### Work to complete
Transcribe every record exactly.

### Records
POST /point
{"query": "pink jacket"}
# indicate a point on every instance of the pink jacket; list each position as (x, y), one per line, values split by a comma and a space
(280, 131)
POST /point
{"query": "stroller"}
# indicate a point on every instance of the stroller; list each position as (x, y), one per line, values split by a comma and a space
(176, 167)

### Answer box
POST /point
{"query": "pink jacket"}
# indicate a point on every instance of the pink jacket; list each position as (x, y), one per line, values split by a comma and a space
(280, 131)
POST /point
{"query": "stroller"}
# indicate a point on every instance of the stroller; list each position as (x, y), one per line, values split by a comma and a space
(176, 167)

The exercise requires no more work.